• _TEXTAUSZUG_:

Umstieg auf Erneuerbare Energien ist überfällig

Rede von Janine Wissler zur Zweiten Lesung des Gesetzentwurfs der Fraktion BÜND-

NIS 90/DIE GRÜNEN für ein Viertes Hessisches Zukunftsenergie- und Klimaschutzgesetz zur Änderung des Hessischen Landesplanungsgesetzes

mit

Zweiter Lesung des Gesetzentwurfs der Fraktion BÜNDNIS 90/DIE GRÜNEN für ein Zweites Hessisches Zukunftsenergie- und Klimaschutzgesetz

und

Zweiter Lesung des Gesetzentwurfs der Fraktion BÜNDNIS 90/DIE GRÜNEN für ein Drittes Hessisches Zukunftsenergie- und Klimaschutzgesetz am 23. Juni 2010

 

Frau Präsidentin, meine Damen und Herren!

Hessen ist beim Anteil an erneuerbaren Energien Schlusslicht unter den Bundesländern. In jeder Debatte um die Energiepolitik hier im Landtag muss man das sagen, um klarzumachen, vor welchem Hintergrund wir hier diskutieren.

Der Herr Ministerpräsident hatte angekündigt, Hessen zum Musterland für erneuerbare Energien zu machen. In Wahrheit ist es seine Regierung, die den Umstieg auf erneuerbare Energien verschleppt und blockiert hat, wo immer es ging – mit unsäglichen Kampagnen gegen „Windkaftmonster" oder gegen die „Verspargelung der Landschaft".

• _VORLIEGENDE EINTRÄGE_:
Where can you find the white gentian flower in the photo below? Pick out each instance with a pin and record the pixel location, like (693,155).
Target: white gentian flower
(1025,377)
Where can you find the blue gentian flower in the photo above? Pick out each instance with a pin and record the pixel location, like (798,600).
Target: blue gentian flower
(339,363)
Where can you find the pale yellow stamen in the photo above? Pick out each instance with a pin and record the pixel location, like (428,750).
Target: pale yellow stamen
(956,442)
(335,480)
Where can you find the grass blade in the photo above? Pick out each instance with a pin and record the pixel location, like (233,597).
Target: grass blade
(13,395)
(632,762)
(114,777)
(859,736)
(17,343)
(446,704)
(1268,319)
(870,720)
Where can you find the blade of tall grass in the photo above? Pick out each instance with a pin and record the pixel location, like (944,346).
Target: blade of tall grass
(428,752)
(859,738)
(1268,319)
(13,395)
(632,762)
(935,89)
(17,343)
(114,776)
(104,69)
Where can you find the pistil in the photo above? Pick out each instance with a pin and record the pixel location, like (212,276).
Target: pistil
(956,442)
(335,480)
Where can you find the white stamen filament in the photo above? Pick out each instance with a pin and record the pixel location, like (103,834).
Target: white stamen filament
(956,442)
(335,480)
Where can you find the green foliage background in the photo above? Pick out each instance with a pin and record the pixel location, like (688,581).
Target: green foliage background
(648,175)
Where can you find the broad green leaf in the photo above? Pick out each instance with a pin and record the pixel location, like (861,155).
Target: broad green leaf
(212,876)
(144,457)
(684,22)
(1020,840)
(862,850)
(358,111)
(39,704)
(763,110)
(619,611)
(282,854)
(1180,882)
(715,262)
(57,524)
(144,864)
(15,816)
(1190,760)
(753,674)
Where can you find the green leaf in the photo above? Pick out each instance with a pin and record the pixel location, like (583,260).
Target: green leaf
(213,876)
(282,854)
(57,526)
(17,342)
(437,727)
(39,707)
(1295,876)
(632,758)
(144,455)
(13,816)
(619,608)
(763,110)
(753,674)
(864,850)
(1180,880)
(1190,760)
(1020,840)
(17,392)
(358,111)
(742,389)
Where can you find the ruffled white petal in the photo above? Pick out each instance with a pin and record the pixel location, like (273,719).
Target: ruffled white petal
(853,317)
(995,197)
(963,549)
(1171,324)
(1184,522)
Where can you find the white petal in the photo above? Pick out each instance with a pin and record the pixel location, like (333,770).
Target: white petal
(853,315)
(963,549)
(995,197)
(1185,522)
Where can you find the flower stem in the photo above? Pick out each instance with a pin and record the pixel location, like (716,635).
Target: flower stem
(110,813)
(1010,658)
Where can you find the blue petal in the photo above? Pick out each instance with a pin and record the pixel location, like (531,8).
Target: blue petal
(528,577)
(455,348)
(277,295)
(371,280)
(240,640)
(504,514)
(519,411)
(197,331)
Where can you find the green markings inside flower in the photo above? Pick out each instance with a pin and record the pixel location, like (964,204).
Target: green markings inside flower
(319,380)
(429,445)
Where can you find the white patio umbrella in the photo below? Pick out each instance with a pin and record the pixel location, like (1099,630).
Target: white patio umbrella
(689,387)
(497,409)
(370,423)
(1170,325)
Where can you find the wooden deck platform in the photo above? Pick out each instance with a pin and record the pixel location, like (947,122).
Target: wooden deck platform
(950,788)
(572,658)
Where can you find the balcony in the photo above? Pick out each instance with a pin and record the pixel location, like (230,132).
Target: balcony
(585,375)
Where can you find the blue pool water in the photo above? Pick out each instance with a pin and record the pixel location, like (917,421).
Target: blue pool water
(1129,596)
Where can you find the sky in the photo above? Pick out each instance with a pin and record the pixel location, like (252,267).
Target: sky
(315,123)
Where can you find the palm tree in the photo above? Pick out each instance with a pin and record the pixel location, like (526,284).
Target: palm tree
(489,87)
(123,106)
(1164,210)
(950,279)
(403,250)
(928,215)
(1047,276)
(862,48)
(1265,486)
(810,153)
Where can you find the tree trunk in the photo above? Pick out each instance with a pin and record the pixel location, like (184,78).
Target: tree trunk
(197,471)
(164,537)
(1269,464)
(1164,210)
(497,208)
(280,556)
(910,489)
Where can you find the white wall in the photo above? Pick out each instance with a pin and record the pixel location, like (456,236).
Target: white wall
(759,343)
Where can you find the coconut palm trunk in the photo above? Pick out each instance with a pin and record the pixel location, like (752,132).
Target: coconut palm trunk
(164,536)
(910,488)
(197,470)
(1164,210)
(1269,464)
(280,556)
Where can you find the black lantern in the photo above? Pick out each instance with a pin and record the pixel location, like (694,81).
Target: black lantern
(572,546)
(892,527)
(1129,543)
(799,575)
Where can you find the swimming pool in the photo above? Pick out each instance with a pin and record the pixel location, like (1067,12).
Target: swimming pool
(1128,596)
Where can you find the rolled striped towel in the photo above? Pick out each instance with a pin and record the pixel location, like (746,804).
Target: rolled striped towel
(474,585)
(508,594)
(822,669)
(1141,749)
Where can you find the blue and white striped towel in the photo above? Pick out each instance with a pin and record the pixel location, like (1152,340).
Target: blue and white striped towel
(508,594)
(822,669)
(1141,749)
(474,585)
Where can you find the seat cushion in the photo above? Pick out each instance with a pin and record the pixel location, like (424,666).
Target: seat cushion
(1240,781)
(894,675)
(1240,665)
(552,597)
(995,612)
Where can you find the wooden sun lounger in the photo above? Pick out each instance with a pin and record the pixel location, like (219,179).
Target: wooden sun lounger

• _ARBEITSANWEISUNGEN_:
#1 Gib den Abschnitt der Rede über erneuerbare Energien von „Hessen ist beim" bis „wir hier diskutieren." wieder und tausche dabei „Energiepolitik" gegen „Klimapolitik".
#2 Führe die Rede über erneuerbare Energien im Anschluss an ihren letzten Satz fort.

• _ENDERGEBNISSE_:
#1
Hessen ist beim Anteil an erneuerbaren Energien Schlusslicht unter den Bundesländern. In jeder Debatte um die Klimapolitik hier im Landtag muss man das sagen, um klarzumachen, vor welchem Hintergrund wir hier diskutieren.

#2
Herr Rock und Herr Stephan, damit haben Sie Kampagnen durchgeführt und ganz bewusst Stimmungen

geschürt, auf die Sie sich jetzt beziehen. Das, was Sie hier machen, ist alles andere als ehrlich.

(Beifall bei der LINKEN)

Mit der Ära Koch endet auch die kurze Ära Lautenschläger im Umweltministerium; denn die Frau Ministerin hat erklärt, dass Roland Koch ihr politisches Vorbild sei und dass sie ohne ihn nicht weitermachen wolle. Das muss man respektieren; jeder hat seine Vorbilder.

Frau Ministerin, Sie hatten eineinhalb Jahre Zeit, um ein Konzept für eine Energiewende vorzulegen. Aber aus Ihrem Ministerium kamen keine Initiativen, keine Gesetzentwürfe und keinerlei Vorstöße. Im Gegenteil, wann immer sich die Gelegenheit dazu geboten hat, haben Sie sich als Verbündete der Atom- und Kohlelobby profiliert. Man muss es so deutlich sagen: Mit Ihrem Rücktritt verlieren RWE und E.ON wirklich eine ihrer tüchtigsten Außendienstmitarbeiterinnen.

(Beifall bei der LINKEN)

Die Landesregierung hat als Ziel festgelegt, dass bis zum Jahr 2020 20 % der in Hessen verbrauchten Energie aus erneuerbaren Energiequellen stammen. Das ist kein ehrgeiziges, kein ambitioniertes Ziel. Es bleibt weit hinter dem zurück, was nötig und dringend geboten wäre, zumal der gesamte Verkehr bei diesem Anteil von 20 % – „Planungen der Regierung" ist vielleicht ein bisschen zu viel gesagt, Planungen gibt es schließlich kaum – überhaupt nicht berücksichtigt wird.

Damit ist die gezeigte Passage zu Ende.